What to work on:
Count every line in the data that contains the word "below", then report that number alone.

[Point localization data]
%%
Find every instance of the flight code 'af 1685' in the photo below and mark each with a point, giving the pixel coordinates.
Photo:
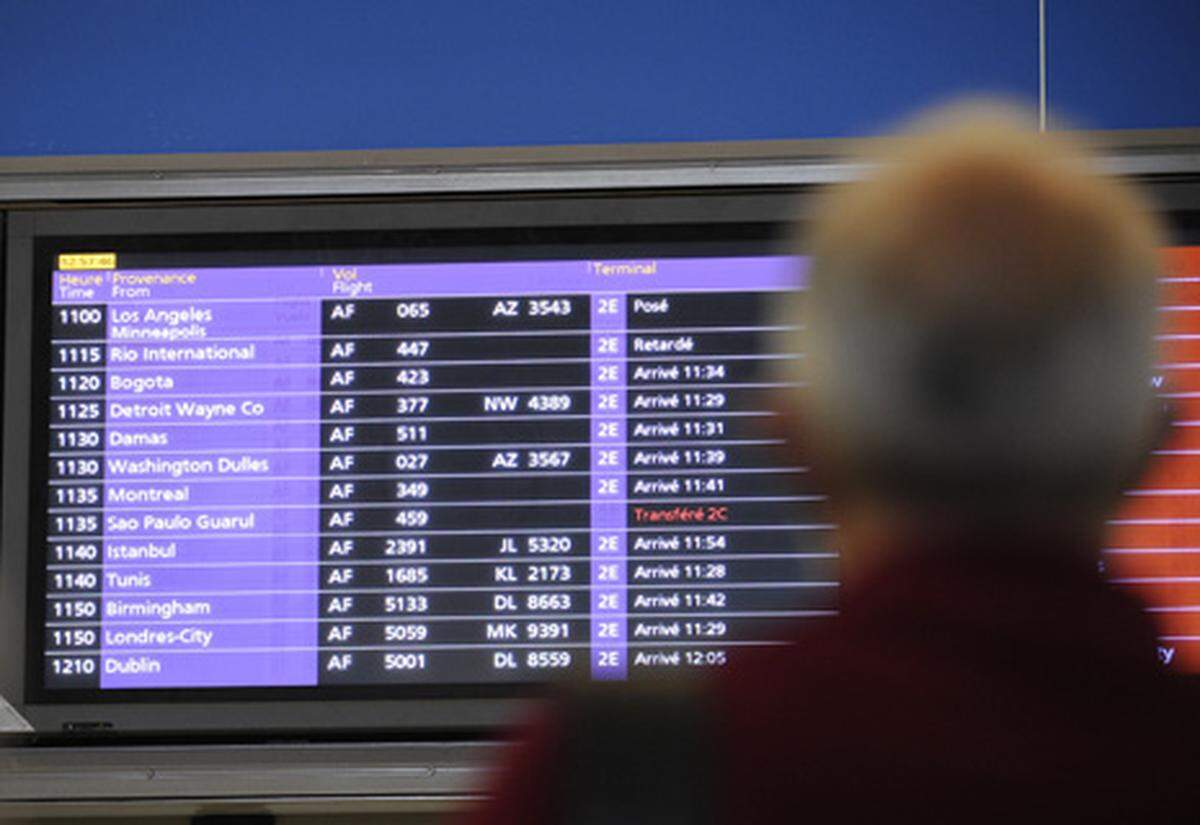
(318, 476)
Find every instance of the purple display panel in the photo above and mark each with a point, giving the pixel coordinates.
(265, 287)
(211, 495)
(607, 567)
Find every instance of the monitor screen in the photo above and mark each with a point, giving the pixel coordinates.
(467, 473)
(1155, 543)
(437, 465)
%%
%%
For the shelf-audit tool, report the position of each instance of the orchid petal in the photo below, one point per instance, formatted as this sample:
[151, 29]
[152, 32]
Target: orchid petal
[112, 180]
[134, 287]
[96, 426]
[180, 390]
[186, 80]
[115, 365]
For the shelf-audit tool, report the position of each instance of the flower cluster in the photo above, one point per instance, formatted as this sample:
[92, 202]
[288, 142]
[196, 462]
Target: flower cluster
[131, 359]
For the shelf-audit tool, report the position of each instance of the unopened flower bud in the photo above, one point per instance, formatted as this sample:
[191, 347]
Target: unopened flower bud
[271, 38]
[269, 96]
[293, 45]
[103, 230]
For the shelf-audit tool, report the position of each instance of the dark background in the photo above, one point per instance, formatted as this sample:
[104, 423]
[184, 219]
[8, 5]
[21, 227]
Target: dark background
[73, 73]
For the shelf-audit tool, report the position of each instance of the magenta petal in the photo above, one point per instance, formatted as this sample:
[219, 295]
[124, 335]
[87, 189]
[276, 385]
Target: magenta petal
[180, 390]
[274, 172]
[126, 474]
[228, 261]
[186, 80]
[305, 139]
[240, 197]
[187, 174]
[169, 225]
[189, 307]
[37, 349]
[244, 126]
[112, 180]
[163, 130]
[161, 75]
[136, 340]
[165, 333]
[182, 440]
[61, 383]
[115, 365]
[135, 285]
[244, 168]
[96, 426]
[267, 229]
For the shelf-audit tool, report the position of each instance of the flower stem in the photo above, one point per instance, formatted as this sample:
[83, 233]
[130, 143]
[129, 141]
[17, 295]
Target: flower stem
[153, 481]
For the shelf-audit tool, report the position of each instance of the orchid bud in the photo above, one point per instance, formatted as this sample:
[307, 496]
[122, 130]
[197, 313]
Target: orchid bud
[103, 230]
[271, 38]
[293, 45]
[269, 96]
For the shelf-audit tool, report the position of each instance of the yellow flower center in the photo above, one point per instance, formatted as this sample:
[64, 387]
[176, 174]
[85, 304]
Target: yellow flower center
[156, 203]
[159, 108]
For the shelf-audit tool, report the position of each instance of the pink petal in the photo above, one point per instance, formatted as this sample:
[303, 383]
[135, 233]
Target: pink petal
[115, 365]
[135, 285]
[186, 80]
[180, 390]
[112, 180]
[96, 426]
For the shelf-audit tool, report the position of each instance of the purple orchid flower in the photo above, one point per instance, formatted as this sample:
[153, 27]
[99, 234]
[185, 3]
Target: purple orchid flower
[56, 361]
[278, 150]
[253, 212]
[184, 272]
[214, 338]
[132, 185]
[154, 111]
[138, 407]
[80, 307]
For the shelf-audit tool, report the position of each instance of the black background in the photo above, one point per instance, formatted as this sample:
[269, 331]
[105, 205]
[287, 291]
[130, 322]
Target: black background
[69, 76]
%%
Solved exercise:
2